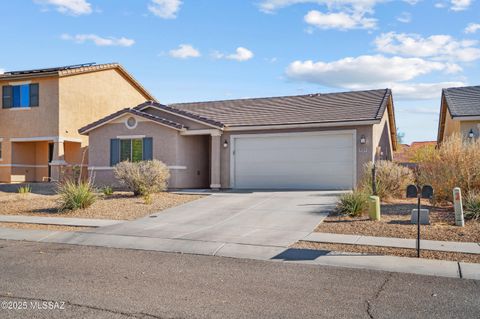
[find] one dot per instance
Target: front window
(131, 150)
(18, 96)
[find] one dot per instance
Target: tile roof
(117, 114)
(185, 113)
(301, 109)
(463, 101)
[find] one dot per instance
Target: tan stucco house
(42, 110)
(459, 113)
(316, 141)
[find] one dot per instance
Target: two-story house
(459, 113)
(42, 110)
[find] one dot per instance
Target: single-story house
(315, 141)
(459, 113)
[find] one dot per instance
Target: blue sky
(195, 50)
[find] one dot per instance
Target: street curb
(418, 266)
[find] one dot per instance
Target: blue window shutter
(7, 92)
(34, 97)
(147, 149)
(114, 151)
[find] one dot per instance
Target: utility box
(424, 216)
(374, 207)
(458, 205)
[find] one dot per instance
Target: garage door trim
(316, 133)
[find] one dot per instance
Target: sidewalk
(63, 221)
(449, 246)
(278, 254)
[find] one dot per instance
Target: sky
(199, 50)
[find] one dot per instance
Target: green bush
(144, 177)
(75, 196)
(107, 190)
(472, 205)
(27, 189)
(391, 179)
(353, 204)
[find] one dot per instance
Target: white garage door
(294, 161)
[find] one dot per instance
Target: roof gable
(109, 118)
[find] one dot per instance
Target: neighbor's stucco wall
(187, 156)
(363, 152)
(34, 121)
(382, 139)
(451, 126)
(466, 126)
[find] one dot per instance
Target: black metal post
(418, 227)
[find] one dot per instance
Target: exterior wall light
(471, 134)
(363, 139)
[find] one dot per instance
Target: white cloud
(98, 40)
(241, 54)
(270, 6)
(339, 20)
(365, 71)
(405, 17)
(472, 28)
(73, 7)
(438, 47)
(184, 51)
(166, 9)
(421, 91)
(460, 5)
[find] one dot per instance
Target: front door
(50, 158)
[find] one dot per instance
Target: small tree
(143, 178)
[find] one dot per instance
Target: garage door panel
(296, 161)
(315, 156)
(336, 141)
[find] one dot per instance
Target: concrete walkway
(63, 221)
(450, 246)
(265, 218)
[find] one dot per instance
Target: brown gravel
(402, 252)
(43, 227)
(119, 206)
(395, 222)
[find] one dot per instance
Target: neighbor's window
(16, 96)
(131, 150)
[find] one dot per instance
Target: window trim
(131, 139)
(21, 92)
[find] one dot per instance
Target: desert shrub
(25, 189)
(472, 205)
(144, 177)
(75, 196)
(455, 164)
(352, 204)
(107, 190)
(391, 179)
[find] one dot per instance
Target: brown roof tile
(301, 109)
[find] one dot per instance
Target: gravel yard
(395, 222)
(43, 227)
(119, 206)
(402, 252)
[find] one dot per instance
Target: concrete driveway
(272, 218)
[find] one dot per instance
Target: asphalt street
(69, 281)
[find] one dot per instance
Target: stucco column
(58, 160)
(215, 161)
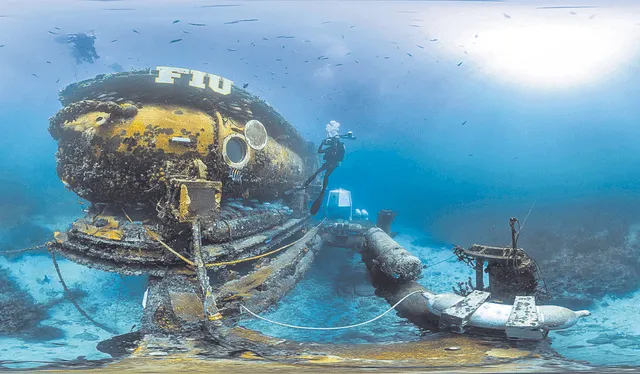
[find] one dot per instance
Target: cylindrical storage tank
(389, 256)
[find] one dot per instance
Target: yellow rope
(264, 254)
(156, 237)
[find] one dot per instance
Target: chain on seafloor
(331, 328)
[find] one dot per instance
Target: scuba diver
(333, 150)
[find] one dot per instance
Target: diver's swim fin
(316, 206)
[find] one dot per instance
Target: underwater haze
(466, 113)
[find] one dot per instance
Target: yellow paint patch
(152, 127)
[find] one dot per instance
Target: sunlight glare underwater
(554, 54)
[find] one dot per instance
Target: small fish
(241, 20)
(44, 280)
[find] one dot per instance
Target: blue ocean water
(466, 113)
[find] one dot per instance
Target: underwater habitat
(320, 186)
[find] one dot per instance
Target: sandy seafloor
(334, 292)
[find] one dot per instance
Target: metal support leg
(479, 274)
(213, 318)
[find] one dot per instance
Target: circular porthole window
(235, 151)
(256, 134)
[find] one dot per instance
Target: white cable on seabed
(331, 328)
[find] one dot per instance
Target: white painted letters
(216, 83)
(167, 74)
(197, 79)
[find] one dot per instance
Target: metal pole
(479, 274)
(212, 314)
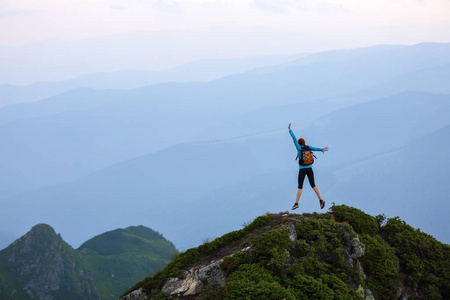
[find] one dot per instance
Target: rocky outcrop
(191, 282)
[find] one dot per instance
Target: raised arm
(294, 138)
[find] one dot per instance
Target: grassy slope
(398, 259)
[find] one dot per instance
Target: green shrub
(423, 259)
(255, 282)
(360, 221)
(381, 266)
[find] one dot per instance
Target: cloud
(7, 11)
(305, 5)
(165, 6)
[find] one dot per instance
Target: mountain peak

--

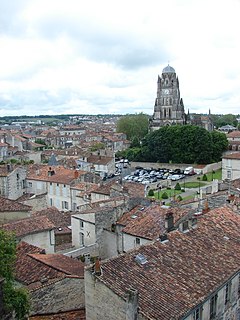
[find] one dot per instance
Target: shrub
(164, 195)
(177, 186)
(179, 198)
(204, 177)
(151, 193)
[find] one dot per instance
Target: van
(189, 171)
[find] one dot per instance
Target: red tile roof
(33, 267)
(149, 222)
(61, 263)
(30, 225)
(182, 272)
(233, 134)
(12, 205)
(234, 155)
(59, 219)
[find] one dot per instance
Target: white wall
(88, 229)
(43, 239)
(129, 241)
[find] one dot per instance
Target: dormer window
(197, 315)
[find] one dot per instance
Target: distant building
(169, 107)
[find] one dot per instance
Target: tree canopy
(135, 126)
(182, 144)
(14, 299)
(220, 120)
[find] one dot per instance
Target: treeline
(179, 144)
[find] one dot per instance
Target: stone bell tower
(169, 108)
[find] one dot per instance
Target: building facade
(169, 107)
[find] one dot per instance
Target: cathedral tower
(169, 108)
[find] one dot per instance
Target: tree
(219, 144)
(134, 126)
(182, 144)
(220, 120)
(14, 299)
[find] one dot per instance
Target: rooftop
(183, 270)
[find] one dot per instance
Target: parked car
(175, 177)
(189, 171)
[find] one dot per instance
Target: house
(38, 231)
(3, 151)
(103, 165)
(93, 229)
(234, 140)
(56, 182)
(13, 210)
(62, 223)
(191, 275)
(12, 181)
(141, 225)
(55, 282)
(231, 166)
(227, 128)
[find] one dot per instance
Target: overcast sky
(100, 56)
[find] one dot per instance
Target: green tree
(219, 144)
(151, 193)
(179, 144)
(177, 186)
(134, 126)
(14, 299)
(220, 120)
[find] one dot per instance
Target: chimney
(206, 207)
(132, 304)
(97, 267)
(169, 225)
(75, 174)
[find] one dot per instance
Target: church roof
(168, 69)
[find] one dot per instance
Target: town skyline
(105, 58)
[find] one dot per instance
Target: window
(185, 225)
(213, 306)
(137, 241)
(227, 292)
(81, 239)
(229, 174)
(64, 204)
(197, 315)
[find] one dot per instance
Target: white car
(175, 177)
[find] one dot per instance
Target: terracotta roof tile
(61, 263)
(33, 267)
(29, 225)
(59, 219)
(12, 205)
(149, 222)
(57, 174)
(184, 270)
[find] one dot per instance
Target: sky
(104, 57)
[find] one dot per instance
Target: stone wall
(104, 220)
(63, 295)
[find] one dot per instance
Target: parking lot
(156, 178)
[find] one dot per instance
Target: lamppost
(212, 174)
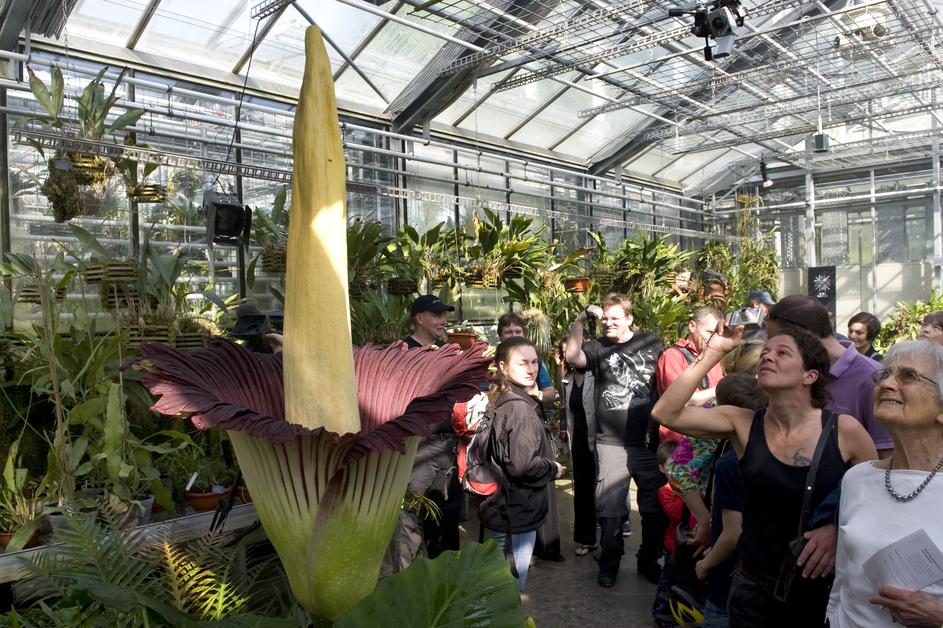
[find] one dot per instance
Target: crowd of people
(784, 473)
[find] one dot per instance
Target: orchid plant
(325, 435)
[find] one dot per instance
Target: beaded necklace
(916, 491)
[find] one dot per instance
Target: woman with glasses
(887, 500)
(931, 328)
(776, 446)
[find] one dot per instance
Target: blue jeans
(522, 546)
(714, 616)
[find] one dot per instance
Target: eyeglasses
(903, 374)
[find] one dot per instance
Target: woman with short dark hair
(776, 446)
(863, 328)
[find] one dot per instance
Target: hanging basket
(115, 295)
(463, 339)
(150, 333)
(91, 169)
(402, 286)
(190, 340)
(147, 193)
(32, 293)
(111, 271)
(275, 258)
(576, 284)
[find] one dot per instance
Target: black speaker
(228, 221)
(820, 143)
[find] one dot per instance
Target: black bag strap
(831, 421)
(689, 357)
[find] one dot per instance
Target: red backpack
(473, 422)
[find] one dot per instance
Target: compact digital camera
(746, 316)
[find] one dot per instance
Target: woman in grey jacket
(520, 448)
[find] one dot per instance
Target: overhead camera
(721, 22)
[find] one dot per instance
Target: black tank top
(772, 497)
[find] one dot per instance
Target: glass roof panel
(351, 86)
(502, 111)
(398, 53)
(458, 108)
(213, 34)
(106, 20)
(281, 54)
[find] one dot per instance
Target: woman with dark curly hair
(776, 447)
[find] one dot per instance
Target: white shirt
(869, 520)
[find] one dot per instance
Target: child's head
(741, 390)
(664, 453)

--

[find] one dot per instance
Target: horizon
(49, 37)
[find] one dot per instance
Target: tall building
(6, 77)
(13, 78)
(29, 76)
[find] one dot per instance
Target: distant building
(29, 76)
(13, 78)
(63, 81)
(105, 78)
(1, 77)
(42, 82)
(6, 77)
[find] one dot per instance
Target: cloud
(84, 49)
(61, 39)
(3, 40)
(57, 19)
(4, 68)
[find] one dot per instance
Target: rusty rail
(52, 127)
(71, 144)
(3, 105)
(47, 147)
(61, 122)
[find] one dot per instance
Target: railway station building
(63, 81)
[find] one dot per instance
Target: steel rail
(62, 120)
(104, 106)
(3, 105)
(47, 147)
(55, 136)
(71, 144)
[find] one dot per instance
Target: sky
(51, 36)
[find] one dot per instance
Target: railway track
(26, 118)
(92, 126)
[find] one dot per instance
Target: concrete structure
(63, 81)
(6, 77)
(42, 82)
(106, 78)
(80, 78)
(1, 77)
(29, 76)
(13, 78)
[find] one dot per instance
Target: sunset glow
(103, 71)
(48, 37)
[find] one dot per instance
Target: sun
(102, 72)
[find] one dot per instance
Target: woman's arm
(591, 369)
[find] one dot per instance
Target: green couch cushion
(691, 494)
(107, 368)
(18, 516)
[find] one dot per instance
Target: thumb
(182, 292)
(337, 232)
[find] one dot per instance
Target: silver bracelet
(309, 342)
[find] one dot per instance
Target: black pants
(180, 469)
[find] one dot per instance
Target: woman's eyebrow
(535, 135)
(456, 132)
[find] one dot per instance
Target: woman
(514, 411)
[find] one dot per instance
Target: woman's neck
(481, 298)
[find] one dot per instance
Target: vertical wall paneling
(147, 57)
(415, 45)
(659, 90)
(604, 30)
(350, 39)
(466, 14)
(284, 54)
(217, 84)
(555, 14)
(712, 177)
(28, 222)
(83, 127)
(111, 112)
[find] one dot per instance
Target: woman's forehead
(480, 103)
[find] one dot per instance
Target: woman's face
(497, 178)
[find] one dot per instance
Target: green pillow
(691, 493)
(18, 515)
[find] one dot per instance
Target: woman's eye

What is expected — Since the pictures are not part of the copy, please transcribe only the lines above from the one with "Target: sandy seafloor" through the one with "Target: mountain peak", exactly and with both ends.

Written reply —
Target: sandy seafloor
(334, 292)
[find] one dot per instance
Target: metal support leg
(479, 274)
(213, 318)
[find] one dot per instance
Target: circular porthole window
(235, 151)
(256, 134)
[find] one dot per instance
Target: white cable on seabed
(331, 328)
[find] one dot per instance
Target: white painted letters
(216, 83)
(167, 74)
(197, 79)
[find] one dot per instance
Target: metal pole
(479, 274)
(212, 314)
[find] one dot per instance
Target: rocky outcrop
(191, 282)
[find] one dot per instance
Target: raised arm
(294, 138)
[find] one dot per instance
Target: grassy slope
(398, 259)
[find] one dot per instance
Target: green shrub
(423, 259)
(255, 282)
(360, 221)
(381, 266)
[find] one dot per instance
Target: cloud
(7, 11)
(305, 5)
(165, 6)
[find] one dot per instance
Target: mountain peak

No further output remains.